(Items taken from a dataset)
::::::::

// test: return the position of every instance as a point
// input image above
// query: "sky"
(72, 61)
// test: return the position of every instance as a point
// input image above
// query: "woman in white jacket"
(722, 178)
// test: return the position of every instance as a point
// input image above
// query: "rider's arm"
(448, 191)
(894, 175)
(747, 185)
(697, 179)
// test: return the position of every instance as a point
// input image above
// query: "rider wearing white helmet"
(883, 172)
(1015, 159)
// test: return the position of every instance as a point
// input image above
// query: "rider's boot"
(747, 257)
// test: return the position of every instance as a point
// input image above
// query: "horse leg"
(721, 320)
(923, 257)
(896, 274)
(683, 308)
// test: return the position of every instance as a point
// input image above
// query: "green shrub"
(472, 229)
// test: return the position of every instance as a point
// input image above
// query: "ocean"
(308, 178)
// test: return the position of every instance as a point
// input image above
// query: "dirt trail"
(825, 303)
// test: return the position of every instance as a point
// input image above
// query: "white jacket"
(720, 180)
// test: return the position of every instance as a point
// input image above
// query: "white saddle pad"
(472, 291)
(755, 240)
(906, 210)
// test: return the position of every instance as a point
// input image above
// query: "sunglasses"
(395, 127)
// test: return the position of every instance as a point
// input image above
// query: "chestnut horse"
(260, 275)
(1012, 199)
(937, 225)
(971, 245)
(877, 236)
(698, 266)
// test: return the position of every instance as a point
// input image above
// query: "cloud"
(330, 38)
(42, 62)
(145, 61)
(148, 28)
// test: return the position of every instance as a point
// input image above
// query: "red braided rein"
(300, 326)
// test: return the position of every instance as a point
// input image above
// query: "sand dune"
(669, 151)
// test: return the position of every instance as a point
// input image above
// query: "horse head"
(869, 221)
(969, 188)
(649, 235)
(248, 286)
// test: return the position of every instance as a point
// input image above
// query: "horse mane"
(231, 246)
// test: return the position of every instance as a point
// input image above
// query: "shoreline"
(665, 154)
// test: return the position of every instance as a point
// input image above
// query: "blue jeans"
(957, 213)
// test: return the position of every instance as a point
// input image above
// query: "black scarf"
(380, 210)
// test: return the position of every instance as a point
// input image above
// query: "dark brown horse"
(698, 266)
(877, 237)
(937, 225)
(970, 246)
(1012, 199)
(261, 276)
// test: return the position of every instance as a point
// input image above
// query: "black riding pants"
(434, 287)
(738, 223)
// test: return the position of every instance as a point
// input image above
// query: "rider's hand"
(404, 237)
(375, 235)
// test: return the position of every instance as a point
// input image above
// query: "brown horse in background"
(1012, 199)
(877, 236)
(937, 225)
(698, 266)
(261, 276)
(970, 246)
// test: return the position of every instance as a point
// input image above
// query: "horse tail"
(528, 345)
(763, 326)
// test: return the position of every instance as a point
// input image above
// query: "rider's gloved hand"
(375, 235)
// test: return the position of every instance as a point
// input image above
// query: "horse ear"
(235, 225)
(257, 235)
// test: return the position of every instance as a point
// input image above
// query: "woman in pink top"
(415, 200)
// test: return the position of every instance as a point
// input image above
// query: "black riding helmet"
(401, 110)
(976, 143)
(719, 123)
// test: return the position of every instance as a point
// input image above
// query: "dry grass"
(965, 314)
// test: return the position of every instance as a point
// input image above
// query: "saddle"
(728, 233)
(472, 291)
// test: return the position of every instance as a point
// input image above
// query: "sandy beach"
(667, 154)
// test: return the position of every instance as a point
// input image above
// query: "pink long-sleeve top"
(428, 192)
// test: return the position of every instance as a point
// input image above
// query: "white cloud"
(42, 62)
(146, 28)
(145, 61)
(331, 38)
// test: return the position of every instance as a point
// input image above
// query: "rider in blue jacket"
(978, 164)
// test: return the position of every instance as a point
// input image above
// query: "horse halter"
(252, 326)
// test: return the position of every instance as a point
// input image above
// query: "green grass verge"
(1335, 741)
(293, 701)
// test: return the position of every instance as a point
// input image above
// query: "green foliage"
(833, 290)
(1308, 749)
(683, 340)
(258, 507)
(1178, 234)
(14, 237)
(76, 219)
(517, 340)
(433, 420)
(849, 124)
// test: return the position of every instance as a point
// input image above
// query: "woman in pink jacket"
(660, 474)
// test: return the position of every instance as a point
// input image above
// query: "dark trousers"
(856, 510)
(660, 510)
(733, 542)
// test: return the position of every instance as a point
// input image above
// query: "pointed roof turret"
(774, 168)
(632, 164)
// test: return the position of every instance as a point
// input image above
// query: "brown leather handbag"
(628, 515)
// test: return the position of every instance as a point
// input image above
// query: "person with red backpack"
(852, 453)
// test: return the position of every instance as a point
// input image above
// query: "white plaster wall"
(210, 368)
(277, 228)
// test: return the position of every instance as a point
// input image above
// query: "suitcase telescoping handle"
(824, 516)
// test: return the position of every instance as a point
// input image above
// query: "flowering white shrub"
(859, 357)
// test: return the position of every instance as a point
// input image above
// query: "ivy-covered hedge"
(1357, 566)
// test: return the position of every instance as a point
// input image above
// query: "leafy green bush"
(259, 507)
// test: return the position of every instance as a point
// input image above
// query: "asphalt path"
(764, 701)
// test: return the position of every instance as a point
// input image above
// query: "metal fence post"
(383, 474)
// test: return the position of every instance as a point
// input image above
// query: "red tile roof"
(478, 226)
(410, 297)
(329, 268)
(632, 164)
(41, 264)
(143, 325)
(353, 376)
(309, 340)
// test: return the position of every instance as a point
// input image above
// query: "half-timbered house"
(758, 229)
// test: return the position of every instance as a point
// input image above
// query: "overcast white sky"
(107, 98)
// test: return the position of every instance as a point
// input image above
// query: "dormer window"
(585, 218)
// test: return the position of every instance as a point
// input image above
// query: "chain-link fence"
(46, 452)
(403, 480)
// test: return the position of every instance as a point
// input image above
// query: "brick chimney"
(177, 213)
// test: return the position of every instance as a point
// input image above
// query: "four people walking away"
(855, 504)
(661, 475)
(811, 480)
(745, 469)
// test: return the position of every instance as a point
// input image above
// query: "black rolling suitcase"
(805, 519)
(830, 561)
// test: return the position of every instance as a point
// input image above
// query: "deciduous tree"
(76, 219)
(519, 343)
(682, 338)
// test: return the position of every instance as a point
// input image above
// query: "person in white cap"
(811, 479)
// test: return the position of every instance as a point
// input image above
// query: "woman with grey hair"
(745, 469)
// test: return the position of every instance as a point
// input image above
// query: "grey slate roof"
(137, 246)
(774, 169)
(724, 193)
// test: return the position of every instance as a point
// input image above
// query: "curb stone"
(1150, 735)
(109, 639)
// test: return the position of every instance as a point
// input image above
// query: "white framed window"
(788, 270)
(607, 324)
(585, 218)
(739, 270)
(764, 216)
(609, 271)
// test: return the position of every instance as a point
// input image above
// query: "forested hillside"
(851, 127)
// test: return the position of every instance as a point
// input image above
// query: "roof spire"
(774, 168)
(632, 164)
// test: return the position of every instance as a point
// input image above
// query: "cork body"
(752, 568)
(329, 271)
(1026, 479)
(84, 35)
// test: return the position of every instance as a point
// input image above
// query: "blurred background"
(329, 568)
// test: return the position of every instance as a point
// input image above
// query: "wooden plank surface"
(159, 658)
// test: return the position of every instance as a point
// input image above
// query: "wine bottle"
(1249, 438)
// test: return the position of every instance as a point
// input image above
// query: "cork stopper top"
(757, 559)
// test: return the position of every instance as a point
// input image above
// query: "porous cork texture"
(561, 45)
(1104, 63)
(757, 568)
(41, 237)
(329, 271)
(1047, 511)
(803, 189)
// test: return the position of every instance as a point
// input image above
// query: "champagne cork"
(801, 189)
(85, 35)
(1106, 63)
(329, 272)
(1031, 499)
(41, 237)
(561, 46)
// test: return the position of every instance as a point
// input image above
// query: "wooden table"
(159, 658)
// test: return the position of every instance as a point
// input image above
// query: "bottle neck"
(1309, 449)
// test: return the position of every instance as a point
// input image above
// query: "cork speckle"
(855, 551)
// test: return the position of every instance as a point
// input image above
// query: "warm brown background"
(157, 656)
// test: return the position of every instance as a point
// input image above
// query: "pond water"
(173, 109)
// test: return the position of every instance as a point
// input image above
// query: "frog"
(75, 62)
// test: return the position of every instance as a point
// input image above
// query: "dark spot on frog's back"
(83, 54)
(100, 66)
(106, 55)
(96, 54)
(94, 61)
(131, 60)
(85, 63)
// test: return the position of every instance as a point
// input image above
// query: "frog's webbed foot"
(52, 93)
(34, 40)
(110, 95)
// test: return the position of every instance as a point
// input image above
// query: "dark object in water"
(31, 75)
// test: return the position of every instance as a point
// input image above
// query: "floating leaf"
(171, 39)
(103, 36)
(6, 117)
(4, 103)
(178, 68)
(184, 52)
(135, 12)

::::::::

_TASK STATEMENT_
How many lines in the records above contain the string "brown"? Case counts. Reply with the number alone.

_THE RESPONSE_
4